• SUAS TAREFAS:
1. Transcreva o trecho do texto sobre o Caminho de Santiago que começa em "Caminhar 800 quilômetros" e termina em "fim do mundo.".
2. Responda às perguntas abaixo com base no texto sobre o Caminho de Santiago.
(a) Quantos quilômetros são percorridos em um mês?
(b) Quantas pessoas por ano fazem essa jornada?
(c) A quantos quilômetros além de Compostela fica Finisterre?
3. Prossiga o texto sobre o Caminho de Santiago a partir do ponto em que ele termina.

• TEXTO APRESENTADO:
——

Caminhar 800 quilômetros em um mês. Lidar com bolhas, várias bolhas nos pés e nas mãos. Andar sob o sol e o vento. Sozinho, na maior parte do tempo. O que leva 300 mil pessoas, por ano, a se submeter a essa jornada? Para essa pergunta, ouviremos 300 mil respostas diferentes. Superação, autoconhecimento, aventura são palavras que costumam se fazer presentes quando se fala no Caminho de Santiago, a rota peregrina mais conhecida da Europa cuja chegada é na cidade espanhola de Santiago de Compostela. Há, porém, outras palavras que percorrem essa viagem: diversão, vinho, mesa farta, solidariedade, amizade. Hoje, o jornalista Giovanni Faria embarca para a sua terceira caminhada. Dessa vez, sua “chegada” será 100 quilômetros além de Compostela, na cidade de Finisterre que, durante séculos, antes do descobrimento das Américas, muitos acreditavam que era o fim do mundo.

——

(Registros armazenados)
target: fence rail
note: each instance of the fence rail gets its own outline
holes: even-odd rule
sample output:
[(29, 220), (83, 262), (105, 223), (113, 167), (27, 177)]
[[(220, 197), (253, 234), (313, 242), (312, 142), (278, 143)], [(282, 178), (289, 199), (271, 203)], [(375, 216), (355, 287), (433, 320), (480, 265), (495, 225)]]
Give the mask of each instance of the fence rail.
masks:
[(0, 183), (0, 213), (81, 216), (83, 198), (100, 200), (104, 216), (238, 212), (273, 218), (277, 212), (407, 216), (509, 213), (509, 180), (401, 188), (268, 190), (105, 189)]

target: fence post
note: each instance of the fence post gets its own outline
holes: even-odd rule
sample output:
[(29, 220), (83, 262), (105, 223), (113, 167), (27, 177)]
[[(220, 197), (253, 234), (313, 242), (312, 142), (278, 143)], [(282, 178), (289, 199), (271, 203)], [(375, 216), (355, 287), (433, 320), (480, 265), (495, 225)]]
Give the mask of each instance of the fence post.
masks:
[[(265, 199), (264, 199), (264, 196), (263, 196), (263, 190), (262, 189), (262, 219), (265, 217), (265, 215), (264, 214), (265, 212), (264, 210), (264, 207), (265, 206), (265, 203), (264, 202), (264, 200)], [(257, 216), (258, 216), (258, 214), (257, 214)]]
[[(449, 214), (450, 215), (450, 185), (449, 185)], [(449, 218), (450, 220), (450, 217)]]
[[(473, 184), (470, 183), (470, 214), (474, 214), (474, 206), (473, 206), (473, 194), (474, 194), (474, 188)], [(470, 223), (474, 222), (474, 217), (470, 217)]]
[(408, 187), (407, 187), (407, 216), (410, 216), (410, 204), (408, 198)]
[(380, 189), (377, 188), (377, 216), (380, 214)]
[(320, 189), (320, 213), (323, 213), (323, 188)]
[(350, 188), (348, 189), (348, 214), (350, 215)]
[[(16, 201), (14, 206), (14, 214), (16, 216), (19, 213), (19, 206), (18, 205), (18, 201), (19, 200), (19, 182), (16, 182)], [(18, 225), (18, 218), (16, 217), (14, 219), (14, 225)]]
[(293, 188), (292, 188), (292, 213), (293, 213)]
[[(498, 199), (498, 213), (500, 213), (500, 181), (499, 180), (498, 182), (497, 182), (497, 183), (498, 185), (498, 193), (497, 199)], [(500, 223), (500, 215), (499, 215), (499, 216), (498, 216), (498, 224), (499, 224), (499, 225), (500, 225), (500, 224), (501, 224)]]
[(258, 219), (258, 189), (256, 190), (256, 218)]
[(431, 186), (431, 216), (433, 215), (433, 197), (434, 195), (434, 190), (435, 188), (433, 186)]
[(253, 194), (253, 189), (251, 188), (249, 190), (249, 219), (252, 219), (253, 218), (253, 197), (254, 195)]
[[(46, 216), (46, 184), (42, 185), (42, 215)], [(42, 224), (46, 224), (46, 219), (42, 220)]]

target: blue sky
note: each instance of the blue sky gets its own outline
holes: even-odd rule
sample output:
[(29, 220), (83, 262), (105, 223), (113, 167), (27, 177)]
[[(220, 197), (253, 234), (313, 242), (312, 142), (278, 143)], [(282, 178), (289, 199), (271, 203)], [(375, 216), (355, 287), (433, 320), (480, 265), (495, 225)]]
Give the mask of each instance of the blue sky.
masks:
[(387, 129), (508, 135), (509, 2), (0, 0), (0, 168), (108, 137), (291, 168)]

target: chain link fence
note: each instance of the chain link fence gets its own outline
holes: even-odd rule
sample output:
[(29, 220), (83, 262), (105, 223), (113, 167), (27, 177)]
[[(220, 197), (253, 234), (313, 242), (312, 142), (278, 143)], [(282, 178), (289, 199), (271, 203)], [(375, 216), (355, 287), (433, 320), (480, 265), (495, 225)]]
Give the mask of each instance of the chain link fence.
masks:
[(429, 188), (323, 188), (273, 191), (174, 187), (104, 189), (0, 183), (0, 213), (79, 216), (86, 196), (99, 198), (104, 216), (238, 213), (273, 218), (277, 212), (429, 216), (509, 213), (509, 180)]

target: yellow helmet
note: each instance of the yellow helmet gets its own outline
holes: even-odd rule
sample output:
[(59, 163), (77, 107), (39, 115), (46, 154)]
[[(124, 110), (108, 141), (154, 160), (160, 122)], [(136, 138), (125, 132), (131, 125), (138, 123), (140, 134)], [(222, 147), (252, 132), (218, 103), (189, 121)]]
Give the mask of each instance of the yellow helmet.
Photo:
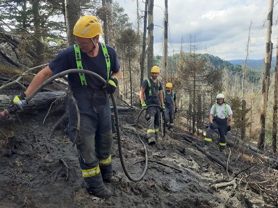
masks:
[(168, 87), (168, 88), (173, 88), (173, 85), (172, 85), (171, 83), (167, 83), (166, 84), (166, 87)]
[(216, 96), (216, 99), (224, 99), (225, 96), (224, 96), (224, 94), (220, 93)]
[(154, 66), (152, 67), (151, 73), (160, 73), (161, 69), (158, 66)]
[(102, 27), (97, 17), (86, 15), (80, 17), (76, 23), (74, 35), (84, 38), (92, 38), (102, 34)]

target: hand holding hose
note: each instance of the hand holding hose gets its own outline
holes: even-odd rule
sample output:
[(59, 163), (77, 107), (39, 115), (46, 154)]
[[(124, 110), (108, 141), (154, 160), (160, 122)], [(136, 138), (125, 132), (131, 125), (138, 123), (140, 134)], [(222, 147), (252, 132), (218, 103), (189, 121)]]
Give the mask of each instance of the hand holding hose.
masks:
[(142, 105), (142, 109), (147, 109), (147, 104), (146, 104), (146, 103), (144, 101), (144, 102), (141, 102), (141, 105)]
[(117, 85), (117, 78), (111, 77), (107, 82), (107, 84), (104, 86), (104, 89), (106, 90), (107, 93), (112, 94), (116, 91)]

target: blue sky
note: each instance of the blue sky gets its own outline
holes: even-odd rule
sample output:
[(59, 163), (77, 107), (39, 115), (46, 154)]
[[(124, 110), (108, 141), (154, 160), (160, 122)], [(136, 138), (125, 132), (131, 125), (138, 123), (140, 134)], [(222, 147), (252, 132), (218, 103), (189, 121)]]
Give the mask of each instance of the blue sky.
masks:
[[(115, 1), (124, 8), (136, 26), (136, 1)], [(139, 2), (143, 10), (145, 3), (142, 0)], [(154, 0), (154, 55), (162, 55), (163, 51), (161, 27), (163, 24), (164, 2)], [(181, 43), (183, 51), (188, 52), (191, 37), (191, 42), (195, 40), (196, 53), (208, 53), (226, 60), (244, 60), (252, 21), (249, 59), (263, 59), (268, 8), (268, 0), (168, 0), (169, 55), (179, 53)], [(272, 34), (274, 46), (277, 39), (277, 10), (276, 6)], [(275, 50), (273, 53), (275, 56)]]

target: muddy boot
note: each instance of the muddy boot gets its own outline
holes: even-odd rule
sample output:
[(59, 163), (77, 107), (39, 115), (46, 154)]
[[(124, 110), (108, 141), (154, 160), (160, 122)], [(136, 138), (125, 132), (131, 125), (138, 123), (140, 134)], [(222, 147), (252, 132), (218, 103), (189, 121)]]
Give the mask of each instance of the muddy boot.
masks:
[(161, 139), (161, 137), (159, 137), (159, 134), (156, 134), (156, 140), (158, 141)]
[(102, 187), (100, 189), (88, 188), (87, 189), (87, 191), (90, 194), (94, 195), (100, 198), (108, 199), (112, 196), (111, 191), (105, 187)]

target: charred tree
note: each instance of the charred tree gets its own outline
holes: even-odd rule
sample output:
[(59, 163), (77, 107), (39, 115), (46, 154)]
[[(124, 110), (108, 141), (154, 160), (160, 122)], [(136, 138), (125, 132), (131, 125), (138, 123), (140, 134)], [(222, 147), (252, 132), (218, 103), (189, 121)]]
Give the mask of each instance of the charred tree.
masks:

——

• RESPOSTAS:
1.
Caminhar 800 quilômetros em um mês. Lidar com bolhas, várias bolhas nos pés e nas mãos. Andar sob o sol e o vento. Sozinho, na maior parte do tempo. O que leva 300 mil pessoas, por ano, a se submeter a essa jornada? Para essa pergunta, ouviremos 300 mil respostas diferentes. Superação, autoconhecimento, aventura são palavras que costumam se fazer presentes quando se fala no Caminho de Santiago, a rota peregrina mais conhecida da Europa cuja chegada é na cidade espanhola de Santiago de Compostela. Há, porém, outras palavras que percorrem essa viagem: diversão, vinho, mesa farta, solidariedade, amizade. Hoje, o jornalista Giovanni Faria embarca para a sua terceira caminhada. Dessa vez, sua “chegada” será 100 quilômetros além de Compostela, na cidade de Finisterre que, durante séculos, antes do descobrimento das Américas, muitos acreditavam que era o fim do mundo.

2.
(a) 800 quilômetros.
(b) 300 mil pessoas.
(c) 100 quilômetros.

3.
Aos 57 anos, ele se preparou para a viagem caminhando por Niterói (RJ), onde mora. Diariamente, percorreu 30 quilômetros ao longo da orla (Mac – Fortaleza de Santa Cruz – Mac), das 6h às 12h. Em 50 dias, emagreceu 10 quilos.

Primeira dica: preparação física é fundamental para enfrentar o Caminho de Santiago.

Foi após escapar por um triz de um infarto que Giovanni entendeu que precisava mudar o rumo de sua vida. Quase que de imediato,

lembrou-se de uma das maiores emoções que sentira, justamente, na Praça do Obradoiro, local onde oficialmente encerra a caminhada de um peregrino. Ali fica a Catedral de Santiago de Compostela, que celebra missas diárias para os que chegam. Em 2014, ele foi até lá esperar pelo irmão um ano mais novo, que já faz o caminho há dez anos.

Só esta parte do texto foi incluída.